* BEGIN PASSAGE TO READ *

Custom, Excise & Service Tax Tribunal

M/S.Hmm Coaches Limited vs Cce, Panchkula on 7 September, 2015

        

 
THE CUSTOMS, EXCISE AND SERVICE TAX APPELLATE TRIBUNAL, NEW DELHI, PRINCIPAL BENCH NEW DELHI



                   	                            	        		Date of Hearing/ Decision:07.09.2015             



                     E/Misc/50101/2015 in Appeal No.3301/2009-EX(DB)

[Arising out of Order-in-Original No.11/Commr/PKL/2009-10 dated 30.09.2009  passed by the Commissioner of   Central Excise, Panchkula] 



M/s.HMM Coaches Limited 			 		Appellants

					

							Vs.					

CCE, Panchkula 							Respondent

Appearance:

Rep. by Shri B.L. Narsimhan, Advocate for the appellant.
Rep. by Shri Nanthuk, JCDR and Shri Govind Dixit, DR for the respondent.
For approval and signature:
Honble Shri Ashok Jindal, Member (Judicial) Honble Shri B. Ravichandran, Member (Technical) 1 Whether Press Reporters may be allowed to see the Order for publication as per Rule 27 of the CESTAT (Procedure) Rules, 1982?
2
Whether it should be released under Rule 27 of the CESTAT (Procedure) Rules, 1982 for publication in any authoritative report or not?
3
Whether Their Lordships wish to see the fair copy of the Order?
4
Whether Order is to be circulated to the Departmental authorities?
Coram: Honble Shri Ashok Jindal, Member (Judicial) Honble Shri B. Ravichandran, Member (Technical) Final Order No. 52865/2015 dated:07.09.2015 Per Ashok Jindal:
The appellant is in appeal against the impugned order confirming demand of duty along with interest and imposing penalty by invoking extended period of limitation. Revenue has also filed an application for early hearing of the appeal.

2. As the appeal itself has been listed for final hearing, therefore, the application for early hearing filed by the Revenue has become infructuous. Therefore, the same is dismissed as infructuous.

* END PASSAGE TO READ *
* BEGIN STORED RECORDS *

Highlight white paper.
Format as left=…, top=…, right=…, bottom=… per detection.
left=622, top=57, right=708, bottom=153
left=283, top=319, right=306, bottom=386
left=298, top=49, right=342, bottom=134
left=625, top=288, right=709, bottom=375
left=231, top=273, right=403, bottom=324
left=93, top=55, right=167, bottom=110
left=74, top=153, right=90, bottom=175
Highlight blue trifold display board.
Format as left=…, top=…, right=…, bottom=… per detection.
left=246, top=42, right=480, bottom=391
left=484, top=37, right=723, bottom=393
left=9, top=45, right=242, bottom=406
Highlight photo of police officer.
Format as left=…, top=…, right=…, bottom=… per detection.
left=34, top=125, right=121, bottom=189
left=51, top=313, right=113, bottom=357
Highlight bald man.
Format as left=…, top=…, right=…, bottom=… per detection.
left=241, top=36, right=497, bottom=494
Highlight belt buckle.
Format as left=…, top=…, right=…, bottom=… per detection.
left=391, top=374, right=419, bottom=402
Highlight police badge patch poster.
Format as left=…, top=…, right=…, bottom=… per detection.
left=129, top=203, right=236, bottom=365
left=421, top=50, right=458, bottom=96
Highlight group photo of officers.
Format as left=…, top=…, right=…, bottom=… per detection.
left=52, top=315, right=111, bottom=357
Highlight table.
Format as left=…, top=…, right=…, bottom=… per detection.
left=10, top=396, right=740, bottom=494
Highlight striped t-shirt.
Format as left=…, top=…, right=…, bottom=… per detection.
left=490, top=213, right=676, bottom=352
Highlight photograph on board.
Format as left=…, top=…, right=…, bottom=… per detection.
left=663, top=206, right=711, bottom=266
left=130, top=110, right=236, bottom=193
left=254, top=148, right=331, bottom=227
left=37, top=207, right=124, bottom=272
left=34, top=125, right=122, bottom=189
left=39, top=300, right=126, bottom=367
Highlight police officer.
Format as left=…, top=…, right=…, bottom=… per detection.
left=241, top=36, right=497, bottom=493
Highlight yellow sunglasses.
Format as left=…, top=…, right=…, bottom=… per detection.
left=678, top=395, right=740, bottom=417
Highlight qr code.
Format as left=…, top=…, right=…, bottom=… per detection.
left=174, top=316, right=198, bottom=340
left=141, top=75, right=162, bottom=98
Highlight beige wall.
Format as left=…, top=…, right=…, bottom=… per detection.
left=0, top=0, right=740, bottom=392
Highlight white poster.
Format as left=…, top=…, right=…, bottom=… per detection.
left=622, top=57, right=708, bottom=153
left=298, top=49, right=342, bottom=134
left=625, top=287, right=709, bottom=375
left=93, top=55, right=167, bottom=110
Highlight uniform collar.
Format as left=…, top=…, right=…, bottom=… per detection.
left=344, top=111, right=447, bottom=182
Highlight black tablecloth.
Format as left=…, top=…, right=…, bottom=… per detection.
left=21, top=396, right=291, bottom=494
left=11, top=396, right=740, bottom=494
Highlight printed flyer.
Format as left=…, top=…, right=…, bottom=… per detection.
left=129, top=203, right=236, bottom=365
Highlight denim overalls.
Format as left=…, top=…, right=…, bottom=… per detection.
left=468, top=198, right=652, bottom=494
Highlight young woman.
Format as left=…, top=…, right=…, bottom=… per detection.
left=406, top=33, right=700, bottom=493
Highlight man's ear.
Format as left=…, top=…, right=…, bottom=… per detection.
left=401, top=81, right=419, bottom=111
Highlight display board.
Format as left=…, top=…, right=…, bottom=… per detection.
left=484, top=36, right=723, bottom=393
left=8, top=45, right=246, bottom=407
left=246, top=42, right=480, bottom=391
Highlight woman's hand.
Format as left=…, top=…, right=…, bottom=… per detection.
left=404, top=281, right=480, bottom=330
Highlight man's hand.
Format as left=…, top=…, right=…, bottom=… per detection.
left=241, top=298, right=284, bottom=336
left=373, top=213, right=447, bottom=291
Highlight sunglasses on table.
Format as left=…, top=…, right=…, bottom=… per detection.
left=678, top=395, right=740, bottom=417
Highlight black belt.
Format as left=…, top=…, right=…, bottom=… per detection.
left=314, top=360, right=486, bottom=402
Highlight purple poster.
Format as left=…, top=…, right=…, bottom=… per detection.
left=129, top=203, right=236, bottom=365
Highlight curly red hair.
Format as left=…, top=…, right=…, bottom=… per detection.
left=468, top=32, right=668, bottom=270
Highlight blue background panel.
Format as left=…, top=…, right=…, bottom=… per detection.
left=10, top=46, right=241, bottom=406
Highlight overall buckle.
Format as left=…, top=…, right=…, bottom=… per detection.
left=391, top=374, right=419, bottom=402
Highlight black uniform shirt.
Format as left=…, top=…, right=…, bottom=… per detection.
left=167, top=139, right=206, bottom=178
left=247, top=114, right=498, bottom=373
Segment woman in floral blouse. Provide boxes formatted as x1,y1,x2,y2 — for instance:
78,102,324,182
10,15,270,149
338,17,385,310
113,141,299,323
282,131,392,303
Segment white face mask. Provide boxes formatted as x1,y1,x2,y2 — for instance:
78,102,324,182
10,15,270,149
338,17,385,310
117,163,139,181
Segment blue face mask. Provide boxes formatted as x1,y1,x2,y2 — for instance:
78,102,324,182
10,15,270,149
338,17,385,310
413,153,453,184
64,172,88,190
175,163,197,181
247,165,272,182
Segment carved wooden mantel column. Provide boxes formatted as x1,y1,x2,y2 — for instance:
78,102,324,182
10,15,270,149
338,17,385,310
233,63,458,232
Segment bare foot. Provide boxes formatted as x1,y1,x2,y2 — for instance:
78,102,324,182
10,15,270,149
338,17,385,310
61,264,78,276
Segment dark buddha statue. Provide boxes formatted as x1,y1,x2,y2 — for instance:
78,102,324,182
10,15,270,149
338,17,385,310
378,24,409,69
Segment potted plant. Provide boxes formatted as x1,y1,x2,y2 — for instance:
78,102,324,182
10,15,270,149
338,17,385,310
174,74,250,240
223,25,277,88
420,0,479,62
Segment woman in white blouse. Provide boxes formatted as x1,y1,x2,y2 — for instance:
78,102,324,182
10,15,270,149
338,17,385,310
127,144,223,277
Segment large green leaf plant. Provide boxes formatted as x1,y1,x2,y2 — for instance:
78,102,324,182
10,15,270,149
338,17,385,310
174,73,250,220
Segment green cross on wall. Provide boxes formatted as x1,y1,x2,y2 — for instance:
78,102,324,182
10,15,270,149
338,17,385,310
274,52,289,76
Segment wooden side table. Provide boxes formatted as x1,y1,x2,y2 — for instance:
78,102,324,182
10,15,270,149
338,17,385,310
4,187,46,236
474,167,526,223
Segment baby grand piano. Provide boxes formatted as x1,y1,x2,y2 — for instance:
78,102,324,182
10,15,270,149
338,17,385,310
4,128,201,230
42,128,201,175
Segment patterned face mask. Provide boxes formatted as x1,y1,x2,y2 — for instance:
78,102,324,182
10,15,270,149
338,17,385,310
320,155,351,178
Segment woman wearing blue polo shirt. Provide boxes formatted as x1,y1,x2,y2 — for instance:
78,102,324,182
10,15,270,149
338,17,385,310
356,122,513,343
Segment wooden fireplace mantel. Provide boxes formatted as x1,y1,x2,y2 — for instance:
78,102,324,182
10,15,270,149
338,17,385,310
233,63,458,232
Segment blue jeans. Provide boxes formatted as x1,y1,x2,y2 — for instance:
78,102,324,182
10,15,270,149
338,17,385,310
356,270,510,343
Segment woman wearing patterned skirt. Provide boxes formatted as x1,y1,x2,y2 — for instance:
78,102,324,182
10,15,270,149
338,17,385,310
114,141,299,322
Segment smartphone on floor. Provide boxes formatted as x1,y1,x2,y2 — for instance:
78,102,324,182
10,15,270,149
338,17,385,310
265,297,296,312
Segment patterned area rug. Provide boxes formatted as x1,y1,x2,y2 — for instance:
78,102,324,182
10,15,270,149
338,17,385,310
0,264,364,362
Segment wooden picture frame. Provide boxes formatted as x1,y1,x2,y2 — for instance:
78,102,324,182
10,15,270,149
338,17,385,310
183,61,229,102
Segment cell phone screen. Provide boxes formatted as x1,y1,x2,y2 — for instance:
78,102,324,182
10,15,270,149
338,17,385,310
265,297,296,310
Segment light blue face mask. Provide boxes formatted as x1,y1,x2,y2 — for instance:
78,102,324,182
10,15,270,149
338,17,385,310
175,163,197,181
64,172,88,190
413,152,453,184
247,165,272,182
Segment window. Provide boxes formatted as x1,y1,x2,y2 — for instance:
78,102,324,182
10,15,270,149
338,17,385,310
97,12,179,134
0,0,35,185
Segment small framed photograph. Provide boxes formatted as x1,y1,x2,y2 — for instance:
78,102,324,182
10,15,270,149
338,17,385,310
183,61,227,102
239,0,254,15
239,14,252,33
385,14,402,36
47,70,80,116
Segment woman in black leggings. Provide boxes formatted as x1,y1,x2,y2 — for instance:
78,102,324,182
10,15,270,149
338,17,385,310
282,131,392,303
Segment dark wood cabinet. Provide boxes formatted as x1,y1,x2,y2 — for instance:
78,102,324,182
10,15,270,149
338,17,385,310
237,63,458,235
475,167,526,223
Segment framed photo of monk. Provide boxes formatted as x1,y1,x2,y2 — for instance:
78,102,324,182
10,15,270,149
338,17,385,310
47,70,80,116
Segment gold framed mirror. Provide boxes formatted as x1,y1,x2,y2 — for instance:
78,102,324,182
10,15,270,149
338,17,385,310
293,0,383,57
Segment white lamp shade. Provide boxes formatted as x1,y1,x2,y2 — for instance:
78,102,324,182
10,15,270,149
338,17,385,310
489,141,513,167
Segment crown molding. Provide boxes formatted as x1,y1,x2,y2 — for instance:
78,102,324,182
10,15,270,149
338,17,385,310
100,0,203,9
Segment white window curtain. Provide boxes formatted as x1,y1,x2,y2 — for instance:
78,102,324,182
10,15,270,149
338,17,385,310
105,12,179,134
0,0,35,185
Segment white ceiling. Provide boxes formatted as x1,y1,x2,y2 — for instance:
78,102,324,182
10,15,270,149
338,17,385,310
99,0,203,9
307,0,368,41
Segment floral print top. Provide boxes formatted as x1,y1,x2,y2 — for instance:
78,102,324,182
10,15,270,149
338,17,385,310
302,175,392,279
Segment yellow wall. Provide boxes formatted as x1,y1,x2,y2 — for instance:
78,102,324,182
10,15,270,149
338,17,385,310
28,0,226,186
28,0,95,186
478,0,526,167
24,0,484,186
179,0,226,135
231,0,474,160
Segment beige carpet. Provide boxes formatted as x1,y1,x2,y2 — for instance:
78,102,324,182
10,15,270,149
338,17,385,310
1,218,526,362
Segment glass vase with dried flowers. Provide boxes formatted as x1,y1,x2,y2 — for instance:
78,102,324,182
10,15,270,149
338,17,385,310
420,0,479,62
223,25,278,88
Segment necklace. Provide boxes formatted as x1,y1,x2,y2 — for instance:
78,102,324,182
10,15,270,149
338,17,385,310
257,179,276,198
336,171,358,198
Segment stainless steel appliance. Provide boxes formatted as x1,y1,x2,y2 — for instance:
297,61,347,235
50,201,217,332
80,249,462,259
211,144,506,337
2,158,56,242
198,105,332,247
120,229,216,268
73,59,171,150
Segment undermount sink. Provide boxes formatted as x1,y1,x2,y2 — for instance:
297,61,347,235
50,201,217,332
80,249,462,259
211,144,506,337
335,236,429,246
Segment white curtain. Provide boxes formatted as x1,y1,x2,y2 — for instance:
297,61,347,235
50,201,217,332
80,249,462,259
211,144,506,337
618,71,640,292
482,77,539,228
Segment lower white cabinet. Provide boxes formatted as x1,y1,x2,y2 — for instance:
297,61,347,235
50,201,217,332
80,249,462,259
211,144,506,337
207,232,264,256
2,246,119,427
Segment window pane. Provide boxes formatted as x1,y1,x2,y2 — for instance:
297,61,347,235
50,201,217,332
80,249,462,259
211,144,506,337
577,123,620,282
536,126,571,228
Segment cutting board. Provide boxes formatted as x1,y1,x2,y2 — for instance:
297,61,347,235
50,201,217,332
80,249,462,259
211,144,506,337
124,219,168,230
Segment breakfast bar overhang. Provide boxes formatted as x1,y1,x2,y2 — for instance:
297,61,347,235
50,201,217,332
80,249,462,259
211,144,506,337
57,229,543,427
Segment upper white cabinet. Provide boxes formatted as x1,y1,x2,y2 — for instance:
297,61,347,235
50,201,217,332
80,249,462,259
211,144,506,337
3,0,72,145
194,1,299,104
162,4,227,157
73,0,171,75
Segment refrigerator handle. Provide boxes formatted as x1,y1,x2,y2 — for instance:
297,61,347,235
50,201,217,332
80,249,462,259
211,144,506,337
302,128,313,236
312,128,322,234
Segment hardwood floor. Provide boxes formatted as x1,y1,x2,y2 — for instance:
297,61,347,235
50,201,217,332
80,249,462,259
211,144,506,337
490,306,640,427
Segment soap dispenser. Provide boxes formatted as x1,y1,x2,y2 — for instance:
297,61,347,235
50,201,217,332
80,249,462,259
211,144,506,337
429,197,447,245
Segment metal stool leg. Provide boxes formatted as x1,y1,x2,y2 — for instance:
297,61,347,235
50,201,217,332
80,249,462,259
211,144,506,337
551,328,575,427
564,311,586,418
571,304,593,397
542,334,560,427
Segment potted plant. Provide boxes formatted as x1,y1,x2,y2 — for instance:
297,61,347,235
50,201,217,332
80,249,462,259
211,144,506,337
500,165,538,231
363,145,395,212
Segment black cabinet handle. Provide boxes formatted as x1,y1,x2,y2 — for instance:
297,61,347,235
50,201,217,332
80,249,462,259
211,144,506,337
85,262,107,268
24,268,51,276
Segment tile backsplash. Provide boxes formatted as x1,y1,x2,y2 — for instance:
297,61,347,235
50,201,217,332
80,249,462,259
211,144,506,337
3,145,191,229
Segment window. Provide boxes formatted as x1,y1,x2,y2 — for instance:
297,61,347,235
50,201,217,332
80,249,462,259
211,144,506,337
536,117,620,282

* END STORED RECORDS *

▶ TASKS TO COMPLETE
1. Answer these from the tribunal order on HMM Coaches Limited, one line each:
(a) On what date was the matter heard and decided?
(b) Who appeared for the appellant?
(c) What happened to the application for early hearing filed by the Revenue?
2. Name every person who appears by name in the tribunal order on HMM Coaches Limited.
3. Write the next part of the tribunal order on HMM Coaches Limited, picking up after its final sentence.

▶ OUTPUTS
1.
(a) 07.09.2015
(b) Shri B.L. Narsimhan, Advocate
(c) It was dismissed as infructuous.

2.
Shri B.L. Narsimhan
Shri Nanthuk
Shri Govind Dixit
Shri Ashok Jindal
Shri B. Ravichandran

3.
3. The facts of the case are that the appellant is engaged in the manufacture of motor vehicles (buses) on job work basis, by receiving the duty paid chassis from the automobile manufacturers which was supplied to them free of cost by the chassis manufacturers. The appellant built bodies of the buses on the chassis and cleared the same on payment of duty w.e.f. 1.4.2007. Rule 10 A was introduced to the Central Excise Valuation Rules, 2000 and as per the said provisions, the job worker has to pay duty on the sale price of the principal manufacturer. From the purchase/sale invoice of the appellant, it was observed that the appellant has received duty paid chassis free of cost from the chassis manufacturer and availing credit of duty paid on such chassis and then manufactured body building i.e buses using that such duty paid chassis and the buses so manufactured were cleared by the appellant to the depot /sales office of the chassis manufacturer on payment of central excise duty calculated on the value arrived at by adding the value of chassis received free of cost plus job charges but as per Rule 10 A of the said valuation Rules, the appellant was required to pay duty on the sale price of the chassis manufacturer. Therefore, a show cause notice dated 17.04.2009 was issued to the appellant by invoking extended period of limitation for the period 1.4.2007 to 31.01.2009. The show cause notice was adjudicated relying on the decision in the case of Audi Automobiles Vs. CCE, Indore reported in 2010 (249) ELT 124 (Tribunal-Delhi). Demand of duty was confirmed along with interest and equivalent penalty was imposed. Aggrieved from the said order, the appellant is before us.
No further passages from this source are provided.